§ **Action item**: When a line of the records below contains the string "mask", copy that whole line.
━━━━━━━━━━━━━━━━━━━━
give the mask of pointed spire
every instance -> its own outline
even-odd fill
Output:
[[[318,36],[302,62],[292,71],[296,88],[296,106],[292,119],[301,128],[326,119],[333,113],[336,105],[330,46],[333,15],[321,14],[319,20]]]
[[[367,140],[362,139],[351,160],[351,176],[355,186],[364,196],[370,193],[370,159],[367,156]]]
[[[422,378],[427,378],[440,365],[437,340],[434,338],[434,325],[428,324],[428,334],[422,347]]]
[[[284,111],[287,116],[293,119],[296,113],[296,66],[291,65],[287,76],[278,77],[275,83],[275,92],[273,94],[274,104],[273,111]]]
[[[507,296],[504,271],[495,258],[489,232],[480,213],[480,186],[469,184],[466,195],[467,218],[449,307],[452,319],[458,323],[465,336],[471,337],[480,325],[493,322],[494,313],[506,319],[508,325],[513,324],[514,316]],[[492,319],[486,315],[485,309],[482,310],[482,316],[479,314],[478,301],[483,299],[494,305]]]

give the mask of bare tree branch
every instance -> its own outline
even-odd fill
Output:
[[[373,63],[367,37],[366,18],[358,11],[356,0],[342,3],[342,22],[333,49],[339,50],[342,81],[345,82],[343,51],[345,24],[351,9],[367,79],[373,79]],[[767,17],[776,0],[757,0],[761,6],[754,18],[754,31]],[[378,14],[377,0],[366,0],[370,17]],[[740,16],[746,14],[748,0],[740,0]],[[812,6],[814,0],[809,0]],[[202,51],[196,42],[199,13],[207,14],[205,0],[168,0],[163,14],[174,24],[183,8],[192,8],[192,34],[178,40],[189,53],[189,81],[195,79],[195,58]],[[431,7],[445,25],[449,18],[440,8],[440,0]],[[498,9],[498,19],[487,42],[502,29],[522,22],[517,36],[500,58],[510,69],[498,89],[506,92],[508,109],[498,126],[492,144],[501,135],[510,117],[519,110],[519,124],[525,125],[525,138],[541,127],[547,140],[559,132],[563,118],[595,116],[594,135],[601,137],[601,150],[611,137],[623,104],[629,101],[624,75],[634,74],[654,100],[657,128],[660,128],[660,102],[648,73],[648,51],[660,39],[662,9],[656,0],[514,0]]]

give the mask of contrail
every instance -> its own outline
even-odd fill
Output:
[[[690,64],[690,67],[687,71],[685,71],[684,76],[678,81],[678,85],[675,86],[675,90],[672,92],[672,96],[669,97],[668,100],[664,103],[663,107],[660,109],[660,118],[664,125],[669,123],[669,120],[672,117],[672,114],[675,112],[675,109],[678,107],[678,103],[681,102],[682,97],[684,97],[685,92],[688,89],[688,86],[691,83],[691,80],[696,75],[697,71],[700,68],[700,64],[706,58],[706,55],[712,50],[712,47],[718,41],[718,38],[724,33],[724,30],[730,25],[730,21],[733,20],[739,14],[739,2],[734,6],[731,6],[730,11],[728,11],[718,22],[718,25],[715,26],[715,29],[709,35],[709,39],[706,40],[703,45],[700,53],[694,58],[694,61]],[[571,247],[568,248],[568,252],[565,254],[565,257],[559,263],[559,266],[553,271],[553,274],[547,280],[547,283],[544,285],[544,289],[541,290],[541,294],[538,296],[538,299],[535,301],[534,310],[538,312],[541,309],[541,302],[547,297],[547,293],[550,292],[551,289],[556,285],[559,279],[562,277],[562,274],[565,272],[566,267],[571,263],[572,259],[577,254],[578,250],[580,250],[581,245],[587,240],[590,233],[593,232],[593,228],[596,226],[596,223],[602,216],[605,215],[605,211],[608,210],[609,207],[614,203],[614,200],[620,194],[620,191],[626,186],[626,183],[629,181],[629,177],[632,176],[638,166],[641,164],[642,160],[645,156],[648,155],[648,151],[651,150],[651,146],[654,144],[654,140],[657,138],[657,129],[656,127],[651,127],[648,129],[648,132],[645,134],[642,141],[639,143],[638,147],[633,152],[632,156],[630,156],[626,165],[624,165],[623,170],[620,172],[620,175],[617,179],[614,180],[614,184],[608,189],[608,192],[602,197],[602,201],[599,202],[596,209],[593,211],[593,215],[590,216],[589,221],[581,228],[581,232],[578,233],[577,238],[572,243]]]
━━━━━━━━━━━━━━━━━━━━
§ **Exercise response**:
give the mask of pointed spire
give the mask of bare tree branch
give the mask of contrail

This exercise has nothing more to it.